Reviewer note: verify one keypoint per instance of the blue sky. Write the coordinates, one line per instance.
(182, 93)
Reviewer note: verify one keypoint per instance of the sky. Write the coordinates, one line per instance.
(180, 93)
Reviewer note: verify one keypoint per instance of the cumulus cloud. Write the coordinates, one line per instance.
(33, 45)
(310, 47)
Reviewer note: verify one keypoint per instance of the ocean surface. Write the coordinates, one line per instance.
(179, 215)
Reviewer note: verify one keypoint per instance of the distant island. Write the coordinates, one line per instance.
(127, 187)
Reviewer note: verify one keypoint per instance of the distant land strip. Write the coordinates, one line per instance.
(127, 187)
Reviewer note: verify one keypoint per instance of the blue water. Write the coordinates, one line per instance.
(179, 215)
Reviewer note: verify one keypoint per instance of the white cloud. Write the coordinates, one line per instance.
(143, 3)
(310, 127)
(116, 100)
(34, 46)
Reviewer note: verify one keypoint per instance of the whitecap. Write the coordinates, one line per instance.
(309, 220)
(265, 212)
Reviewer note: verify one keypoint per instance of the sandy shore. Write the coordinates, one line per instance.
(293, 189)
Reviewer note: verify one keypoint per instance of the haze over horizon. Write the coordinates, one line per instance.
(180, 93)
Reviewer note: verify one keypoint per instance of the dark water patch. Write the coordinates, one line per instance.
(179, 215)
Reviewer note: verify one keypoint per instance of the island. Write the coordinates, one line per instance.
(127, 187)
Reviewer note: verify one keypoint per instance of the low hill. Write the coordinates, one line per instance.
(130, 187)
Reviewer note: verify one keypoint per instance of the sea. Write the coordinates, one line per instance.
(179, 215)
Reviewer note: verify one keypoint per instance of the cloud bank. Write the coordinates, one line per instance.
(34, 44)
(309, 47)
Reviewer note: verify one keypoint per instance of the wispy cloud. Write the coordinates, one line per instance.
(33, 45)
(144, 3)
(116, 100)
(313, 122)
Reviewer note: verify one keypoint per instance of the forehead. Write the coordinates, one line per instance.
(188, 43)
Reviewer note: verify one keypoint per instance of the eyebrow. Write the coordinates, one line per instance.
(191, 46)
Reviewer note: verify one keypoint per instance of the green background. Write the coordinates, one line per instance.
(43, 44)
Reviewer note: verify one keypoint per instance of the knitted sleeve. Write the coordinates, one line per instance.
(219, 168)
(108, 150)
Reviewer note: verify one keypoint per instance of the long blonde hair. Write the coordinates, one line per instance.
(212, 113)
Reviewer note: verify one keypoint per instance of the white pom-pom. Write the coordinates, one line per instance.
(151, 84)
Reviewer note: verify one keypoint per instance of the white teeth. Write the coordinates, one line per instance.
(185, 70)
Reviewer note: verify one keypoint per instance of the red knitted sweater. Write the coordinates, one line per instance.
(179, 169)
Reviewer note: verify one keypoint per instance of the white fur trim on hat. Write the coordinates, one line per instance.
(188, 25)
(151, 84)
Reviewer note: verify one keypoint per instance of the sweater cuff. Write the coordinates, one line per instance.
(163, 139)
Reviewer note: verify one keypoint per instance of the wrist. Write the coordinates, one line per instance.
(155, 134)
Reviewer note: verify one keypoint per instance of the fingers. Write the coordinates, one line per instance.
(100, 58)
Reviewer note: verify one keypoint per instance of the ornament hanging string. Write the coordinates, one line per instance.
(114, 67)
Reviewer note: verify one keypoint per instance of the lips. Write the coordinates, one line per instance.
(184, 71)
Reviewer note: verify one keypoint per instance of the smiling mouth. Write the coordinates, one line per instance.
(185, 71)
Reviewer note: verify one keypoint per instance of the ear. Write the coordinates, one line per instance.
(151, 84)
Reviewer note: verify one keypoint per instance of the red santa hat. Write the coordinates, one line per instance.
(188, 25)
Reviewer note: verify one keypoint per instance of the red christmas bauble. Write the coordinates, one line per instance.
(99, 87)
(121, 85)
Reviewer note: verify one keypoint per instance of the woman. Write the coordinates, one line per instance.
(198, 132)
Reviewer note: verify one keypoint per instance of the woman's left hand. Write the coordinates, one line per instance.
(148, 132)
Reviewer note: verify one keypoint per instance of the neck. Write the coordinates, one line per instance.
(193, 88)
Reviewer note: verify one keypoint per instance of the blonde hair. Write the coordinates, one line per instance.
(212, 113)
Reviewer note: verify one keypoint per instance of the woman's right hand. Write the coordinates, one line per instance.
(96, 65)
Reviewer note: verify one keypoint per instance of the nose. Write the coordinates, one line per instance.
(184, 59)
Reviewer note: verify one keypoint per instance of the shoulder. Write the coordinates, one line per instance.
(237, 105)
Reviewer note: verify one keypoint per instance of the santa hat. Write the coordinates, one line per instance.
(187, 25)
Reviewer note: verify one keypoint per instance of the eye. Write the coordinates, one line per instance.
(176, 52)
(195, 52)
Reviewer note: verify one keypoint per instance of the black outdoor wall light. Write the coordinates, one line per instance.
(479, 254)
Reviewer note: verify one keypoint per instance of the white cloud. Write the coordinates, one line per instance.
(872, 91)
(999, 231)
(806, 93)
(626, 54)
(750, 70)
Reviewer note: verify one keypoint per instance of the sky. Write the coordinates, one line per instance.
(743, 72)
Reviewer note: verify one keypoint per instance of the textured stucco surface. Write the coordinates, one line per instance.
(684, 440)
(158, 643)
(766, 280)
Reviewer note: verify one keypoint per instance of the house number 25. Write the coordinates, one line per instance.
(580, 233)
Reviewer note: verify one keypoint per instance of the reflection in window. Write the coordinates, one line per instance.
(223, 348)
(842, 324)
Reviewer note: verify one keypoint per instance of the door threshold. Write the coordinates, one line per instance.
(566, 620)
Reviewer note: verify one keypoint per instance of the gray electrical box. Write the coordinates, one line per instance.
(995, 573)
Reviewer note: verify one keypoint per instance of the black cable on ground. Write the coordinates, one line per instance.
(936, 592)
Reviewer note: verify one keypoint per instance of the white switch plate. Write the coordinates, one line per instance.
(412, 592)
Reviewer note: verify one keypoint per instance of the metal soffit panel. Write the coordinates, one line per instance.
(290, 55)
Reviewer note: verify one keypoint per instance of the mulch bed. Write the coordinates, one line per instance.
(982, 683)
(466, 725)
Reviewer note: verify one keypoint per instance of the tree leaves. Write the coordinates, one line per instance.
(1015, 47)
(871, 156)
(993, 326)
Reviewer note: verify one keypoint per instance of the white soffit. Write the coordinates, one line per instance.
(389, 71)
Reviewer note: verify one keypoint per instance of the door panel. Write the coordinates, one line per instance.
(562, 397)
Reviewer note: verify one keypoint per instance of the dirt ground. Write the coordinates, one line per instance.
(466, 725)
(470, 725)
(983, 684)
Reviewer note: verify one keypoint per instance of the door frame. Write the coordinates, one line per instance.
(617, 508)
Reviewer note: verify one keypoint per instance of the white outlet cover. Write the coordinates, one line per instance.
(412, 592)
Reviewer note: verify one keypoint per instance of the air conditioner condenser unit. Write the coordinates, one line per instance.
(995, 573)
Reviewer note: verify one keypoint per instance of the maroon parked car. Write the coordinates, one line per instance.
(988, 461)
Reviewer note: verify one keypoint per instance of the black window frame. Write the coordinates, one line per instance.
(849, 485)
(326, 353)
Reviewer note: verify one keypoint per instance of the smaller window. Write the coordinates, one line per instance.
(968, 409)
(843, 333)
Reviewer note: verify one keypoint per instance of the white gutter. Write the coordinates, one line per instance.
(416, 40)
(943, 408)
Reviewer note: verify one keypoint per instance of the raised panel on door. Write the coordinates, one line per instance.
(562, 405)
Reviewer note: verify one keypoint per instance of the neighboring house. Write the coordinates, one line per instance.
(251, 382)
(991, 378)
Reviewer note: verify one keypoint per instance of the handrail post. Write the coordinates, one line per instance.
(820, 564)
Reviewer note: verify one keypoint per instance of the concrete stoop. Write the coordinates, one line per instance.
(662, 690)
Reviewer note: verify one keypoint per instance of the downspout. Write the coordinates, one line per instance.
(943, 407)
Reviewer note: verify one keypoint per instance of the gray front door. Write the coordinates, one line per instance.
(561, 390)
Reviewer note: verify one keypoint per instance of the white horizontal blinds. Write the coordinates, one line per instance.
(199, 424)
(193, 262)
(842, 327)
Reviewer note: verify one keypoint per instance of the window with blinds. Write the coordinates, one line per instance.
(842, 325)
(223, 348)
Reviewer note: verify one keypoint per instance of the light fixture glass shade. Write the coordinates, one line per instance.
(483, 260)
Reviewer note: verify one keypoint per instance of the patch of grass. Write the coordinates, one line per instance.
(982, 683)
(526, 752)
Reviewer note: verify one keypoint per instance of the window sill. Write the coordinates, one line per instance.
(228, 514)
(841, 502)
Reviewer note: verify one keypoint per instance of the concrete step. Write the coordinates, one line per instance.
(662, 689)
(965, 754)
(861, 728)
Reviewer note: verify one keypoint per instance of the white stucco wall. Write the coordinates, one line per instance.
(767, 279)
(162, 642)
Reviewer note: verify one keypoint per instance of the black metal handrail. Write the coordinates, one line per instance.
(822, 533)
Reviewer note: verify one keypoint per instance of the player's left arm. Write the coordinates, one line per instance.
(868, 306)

= = = =

→ SET TASK
Copy the lines above word for word, starting with the line that contains "house. Write the coordinates, one line per instance." and ending with the last line.

→ RESULT OF THE EXERCISE
Reviewer note: verify one keypoint per instance of the neighboring house. Write the coordinates, one line per instance.
(251, 382)
(991, 378)
Reviewer note: verify one keypoint per instance of the handrail post. Write the coordinates, one line per instance.
(820, 564)
Reviewer note: verify one keypoint per instance of the concrete stoop. Write the coordinates, one line per instance.
(662, 690)
Reviewer note: verify one keypoint per instance of the downspout. Write the coordinates, one line per instance.
(943, 407)
Reviewer note: verify one keypoint per instance of the gray front door. Write the coordinates, one line per instance.
(561, 390)
Reviewer note: verify one keypoint per instance of the white horizontal blinds. Write the coordinates, one line per instance.
(199, 424)
(193, 262)
(842, 327)
Reviewer note: verify one keypoint per instance of the window with blinds. Write the coordinates, one line per instance.
(842, 325)
(223, 348)
Reviewer note: verify one keypoint per instance of the light fixture glass shade. Write the coordinates, one line per instance.
(483, 260)
Reviewer note: verify one keypoint per instance of the patch of grass. Write the coordinates, one line per instance.
(982, 683)
(526, 752)
Reviewer note: verify one keypoint per instance of the window sill. Write the coordinates, one line per instance.
(228, 514)
(841, 502)
Reviewer note: verify one keypoint per instance of the concrete step. Write the coordinates, one line per instance.
(662, 689)
(965, 754)
(861, 728)
Reviewer note: verify one keypoint per instance of the white stucco wall. Write the coordinates, one line per instance.
(767, 279)
(162, 642)
Reviewer note: verify one keypoint per instance of the black metal handrail. Write the coordinates, one line per instance.
(822, 533)
Reviewer note: verify one keypoint per instance of the player's left arm. Write the coordinates, one line per instance.
(868, 306)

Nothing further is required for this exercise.